What is expected
Tally the lines in the listing below that contain the string "mouth", and give only the number.

The records
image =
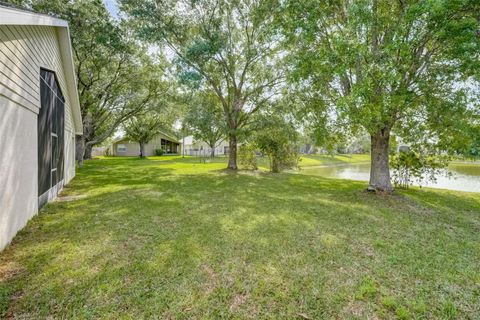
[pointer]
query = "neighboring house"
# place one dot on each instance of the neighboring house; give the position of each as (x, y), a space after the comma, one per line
(194, 147)
(126, 147)
(39, 115)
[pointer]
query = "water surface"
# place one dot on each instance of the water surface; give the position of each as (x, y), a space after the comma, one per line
(465, 176)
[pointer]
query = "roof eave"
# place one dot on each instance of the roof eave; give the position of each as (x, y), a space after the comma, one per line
(14, 16)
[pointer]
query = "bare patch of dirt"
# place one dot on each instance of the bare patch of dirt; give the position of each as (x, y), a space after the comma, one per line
(70, 198)
(9, 270)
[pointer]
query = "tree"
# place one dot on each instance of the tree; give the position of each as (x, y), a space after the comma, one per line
(388, 66)
(205, 119)
(110, 68)
(230, 46)
(142, 129)
(276, 137)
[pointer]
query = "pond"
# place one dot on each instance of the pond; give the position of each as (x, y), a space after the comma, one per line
(465, 176)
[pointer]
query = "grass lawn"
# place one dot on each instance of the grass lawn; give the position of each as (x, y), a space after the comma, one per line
(171, 238)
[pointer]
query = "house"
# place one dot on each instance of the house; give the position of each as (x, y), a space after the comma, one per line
(39, 115)
(126, 147)
(194, 147)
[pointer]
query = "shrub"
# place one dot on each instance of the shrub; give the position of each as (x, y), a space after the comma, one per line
(247, 157)
(278, 143)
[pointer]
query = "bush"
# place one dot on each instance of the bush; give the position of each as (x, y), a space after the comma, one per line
(247, 157)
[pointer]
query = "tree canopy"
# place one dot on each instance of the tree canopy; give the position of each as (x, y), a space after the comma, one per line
(387, 66)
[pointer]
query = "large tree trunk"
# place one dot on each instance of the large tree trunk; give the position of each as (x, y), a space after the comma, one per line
(79, 149)
(142, 149)
(379, 170)
(232, 152)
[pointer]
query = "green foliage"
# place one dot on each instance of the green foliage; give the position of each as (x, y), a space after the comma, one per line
(205, 118)
(114, 74)
(247, 156)
(276, 138)
(166, 239)
(410, 167)
(229, 48)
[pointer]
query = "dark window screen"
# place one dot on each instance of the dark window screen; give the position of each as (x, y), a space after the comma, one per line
(50, 132)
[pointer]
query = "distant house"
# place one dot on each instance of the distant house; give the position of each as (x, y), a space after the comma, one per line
(39, 115)
(128, 148)
(194, 147)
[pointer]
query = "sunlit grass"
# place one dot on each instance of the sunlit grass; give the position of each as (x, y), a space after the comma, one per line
(166, 237)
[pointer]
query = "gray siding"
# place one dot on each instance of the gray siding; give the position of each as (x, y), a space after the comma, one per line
(23, 51)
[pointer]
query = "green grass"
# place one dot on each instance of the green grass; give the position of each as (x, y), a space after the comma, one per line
(171, 238)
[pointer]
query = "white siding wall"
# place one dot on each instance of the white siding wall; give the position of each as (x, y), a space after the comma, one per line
(23, 51)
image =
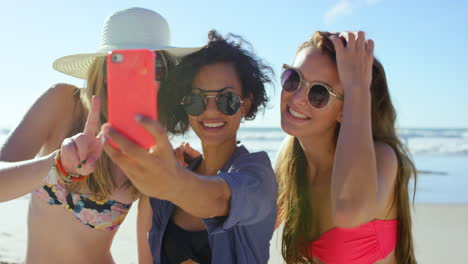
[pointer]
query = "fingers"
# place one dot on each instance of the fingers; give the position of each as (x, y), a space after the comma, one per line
(191, 152)
(350, 39)
(179, 153)
(81, 143)
(69, 155)
(92, 123)
(158, 131)
(337, 43)
(95, 150)
(128, 147)
(361, 39)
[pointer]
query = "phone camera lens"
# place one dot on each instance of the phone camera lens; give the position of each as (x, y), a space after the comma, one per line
(117, 57)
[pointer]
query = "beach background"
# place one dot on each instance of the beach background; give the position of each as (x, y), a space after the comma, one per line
(440, 213)
(421, 44)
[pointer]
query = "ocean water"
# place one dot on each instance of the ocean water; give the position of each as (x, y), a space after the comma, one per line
(440, 155)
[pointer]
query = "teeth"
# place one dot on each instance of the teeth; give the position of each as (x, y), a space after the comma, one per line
(213, 124)
(296, 114)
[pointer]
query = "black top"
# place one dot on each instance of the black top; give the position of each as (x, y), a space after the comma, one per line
(180, 245)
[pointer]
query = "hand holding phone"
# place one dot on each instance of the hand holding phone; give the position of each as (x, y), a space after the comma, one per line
(132, 89)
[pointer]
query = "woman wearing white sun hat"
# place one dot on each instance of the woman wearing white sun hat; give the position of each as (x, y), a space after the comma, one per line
(72, 217)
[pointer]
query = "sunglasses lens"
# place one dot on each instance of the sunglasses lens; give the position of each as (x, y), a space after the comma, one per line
(194, 104)
(290, 80)
(159, 67)
(228, 103)
(318, 96)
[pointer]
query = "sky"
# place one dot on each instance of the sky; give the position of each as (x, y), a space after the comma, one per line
(422, 45)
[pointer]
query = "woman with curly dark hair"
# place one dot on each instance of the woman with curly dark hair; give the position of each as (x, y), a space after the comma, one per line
(222, 209)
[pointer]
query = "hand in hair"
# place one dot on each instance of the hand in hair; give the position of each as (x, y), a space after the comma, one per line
(354, 57)
(80, 152)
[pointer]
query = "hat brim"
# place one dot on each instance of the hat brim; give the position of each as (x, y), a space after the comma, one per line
(77, 65)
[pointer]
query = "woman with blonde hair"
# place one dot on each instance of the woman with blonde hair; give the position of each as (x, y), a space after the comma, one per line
(342, 172)
(79, 196)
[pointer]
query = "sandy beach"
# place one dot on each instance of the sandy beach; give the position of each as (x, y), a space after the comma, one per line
(440, 231)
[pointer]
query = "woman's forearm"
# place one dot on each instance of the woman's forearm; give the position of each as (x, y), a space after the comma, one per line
(354, 180)
(23, 177)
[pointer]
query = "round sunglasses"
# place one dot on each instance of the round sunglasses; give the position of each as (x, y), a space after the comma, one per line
(319, 94)
(228, 103)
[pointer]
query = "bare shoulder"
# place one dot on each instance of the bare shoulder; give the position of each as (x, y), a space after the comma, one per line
(387, 170)
(387, 162)
(384, 153)
(41, 121)
(62, 92)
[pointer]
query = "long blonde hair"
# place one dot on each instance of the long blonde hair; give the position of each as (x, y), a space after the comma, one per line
(291, 169)
(100, 183)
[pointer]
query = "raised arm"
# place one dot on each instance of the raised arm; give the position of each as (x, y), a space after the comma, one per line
(363, 172)
(144, 223)
(20, 172)
(50, 117)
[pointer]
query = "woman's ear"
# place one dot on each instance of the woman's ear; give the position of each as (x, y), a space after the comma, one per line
(245, 106)
(340, 117)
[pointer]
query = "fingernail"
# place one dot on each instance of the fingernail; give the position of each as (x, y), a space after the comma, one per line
(139, 117)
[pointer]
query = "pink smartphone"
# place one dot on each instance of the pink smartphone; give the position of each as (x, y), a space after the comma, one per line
(132, 89)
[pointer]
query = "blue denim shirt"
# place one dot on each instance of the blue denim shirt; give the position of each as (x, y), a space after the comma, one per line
(243, 236)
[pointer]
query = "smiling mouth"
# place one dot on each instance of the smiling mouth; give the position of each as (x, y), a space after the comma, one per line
(213, 124)
(296, 114)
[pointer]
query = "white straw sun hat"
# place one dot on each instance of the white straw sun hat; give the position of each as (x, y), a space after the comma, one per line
(133, 28)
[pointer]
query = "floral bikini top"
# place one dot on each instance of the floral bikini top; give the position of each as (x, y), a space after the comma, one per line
(98, 214)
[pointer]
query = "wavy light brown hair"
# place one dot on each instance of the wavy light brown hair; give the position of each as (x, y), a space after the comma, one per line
(291, 169)
(100, 183)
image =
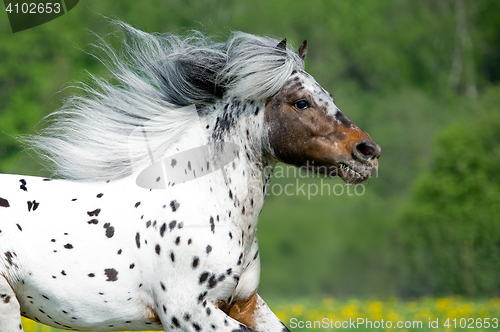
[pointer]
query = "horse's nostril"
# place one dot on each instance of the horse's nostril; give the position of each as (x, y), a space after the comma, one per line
(367, 150)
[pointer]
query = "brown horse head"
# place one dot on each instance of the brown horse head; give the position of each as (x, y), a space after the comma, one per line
(306, 129)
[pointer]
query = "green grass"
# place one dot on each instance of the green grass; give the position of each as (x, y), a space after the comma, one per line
(329, 314)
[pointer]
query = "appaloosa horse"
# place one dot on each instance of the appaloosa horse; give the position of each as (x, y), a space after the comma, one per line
(101, 250)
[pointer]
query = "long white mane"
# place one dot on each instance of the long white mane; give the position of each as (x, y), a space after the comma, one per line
(156, 75)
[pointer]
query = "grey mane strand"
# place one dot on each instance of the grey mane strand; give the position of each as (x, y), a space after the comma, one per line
(155, 76)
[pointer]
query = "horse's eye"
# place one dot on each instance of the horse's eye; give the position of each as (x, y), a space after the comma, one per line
(302, 104)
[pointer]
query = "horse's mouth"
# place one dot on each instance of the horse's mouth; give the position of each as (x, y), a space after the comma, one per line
(354, 174)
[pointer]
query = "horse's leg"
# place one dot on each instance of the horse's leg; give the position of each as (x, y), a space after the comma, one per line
(255, 313)
(10, 315)
(196, 316)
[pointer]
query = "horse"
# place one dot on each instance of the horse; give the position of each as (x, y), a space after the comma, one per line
(150, 219)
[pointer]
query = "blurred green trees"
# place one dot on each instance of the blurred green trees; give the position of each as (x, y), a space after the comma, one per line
(401, 70)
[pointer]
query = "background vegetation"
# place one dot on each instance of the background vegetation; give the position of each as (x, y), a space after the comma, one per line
(422, 77)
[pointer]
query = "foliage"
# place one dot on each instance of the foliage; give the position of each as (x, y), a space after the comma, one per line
(452, 227)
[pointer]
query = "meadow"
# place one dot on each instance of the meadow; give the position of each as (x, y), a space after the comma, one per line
(422, 77)
(448, 314)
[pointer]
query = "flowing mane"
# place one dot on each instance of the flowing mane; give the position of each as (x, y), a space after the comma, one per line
(156, 76)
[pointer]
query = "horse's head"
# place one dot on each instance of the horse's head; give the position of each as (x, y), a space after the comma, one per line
(306, 129)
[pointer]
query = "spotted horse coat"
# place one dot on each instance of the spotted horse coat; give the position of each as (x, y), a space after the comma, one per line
(110, 255)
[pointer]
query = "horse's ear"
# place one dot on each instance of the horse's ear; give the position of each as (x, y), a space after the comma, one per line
(282, 45)
(302, 51)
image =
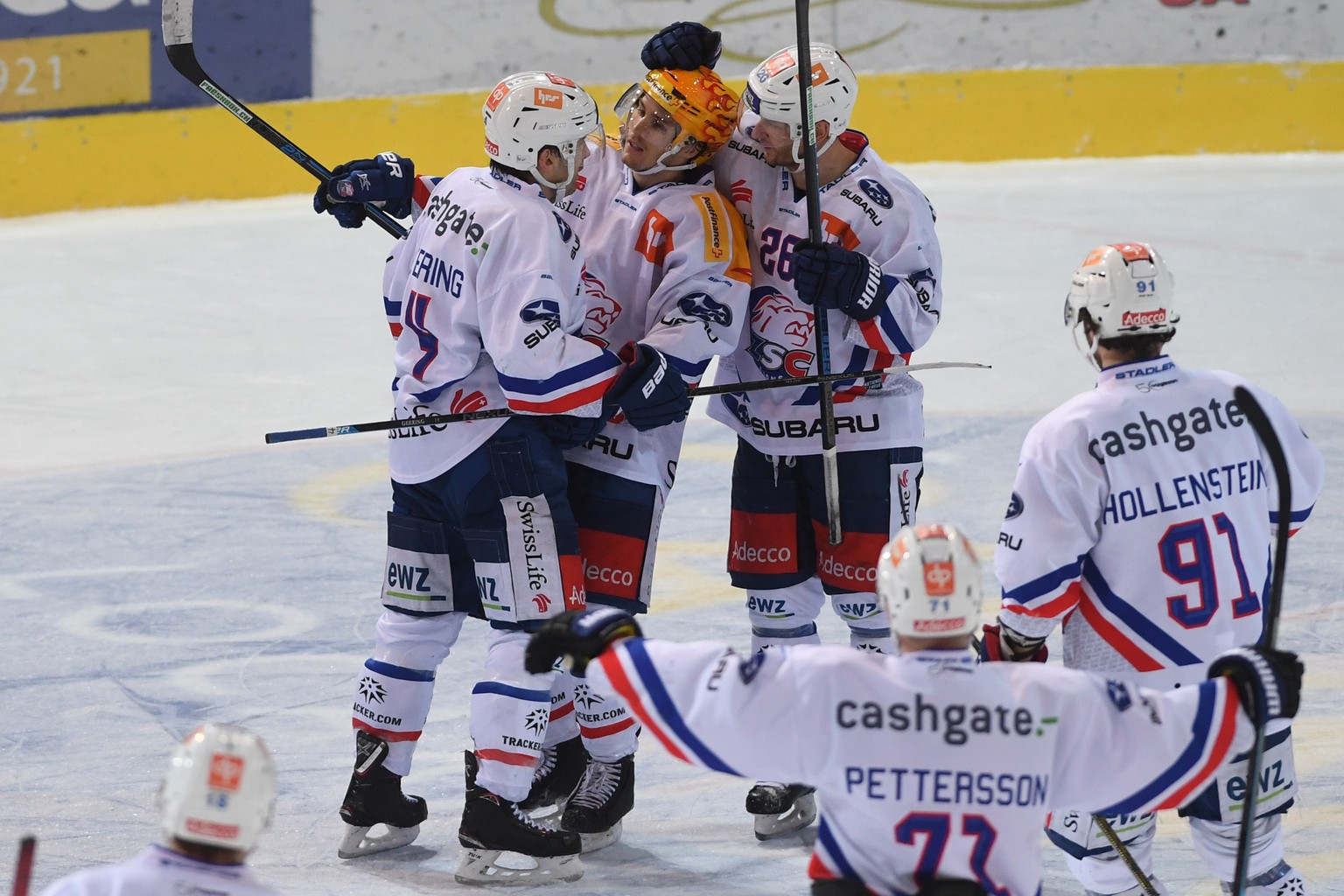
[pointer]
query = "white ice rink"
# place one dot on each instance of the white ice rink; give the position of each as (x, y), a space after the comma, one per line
(160, 566)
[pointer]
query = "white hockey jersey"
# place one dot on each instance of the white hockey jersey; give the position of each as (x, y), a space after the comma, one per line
(668, 266)
(484, 298)
(870, 208)
(159, 871)
(1143, 514)
(928, 765)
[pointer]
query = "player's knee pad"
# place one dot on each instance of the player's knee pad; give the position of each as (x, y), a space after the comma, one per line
(391, 703)
(511, 710)
(416, 642)
(619, 524)
(785, 615)
(1274, 793)
(1216, 845)
(872, 640)
(418, 575)
(1083, 840)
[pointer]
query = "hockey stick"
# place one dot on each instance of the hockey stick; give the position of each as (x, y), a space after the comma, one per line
(830, 464)
(182, 54)
(23, 868)
(438, 419)
(1269, 438)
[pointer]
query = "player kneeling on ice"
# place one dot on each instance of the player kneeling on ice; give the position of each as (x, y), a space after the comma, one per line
(934, 771)
(217, 798)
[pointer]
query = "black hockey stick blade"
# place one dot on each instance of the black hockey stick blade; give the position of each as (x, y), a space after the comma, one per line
(182, 55)
(441, 419)
(1273, 602)
(23, 868)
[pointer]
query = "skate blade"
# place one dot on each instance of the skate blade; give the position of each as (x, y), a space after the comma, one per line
(601, 840)
(358, 841)
(804, 813)
(499, 868)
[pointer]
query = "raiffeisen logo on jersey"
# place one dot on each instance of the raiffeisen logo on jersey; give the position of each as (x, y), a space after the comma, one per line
(1144, 318)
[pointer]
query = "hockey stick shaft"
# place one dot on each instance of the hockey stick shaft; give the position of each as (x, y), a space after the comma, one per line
(830, 462)
(23, 868)
(1274, 448)
(182, 54)
(440, 419)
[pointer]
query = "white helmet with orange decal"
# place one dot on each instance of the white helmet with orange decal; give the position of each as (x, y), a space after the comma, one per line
(1126, 290)
(929, 580)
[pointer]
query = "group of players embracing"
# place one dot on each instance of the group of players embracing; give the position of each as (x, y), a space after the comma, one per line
(584, 283)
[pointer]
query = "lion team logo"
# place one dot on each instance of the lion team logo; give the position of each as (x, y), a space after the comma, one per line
(602, 311)
(781, 335)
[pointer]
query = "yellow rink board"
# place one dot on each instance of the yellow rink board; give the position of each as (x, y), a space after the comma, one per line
(152, 158)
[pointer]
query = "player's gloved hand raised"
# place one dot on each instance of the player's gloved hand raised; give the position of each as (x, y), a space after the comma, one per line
(1005, 645)
(1268, 682)
(569, 431)
(388, 178)
(683, 45)
(831, 276)
(578, 634)
(651, 391)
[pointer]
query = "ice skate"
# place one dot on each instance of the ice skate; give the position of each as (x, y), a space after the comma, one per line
(494, 826)
(599, 801)
(1280, 880)
(780, 808)
(375, 797)
(556, 777)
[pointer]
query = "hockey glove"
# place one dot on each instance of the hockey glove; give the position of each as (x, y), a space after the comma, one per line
(1268, 682)
(683, 45)
(1004, 645)
(651, 393)
(831, 276)
(388, 178)
(569, 431)
(578, 634)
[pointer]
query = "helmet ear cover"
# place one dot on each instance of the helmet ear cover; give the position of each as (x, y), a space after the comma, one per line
(220, 788)
(929, 580)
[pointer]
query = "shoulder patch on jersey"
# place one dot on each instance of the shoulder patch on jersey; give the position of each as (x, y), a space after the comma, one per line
(875, 191)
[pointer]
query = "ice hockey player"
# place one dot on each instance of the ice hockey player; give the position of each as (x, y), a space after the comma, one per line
(934, 771)
(217, 798)
(486, 291)
(666, 268)
(877, 278)
(1144, 509)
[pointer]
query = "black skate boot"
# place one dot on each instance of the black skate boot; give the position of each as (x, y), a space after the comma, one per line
(780, 808)
(492, 825)
(599, 801)
(556, 775)
(375, 797)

Reply to the exercise
4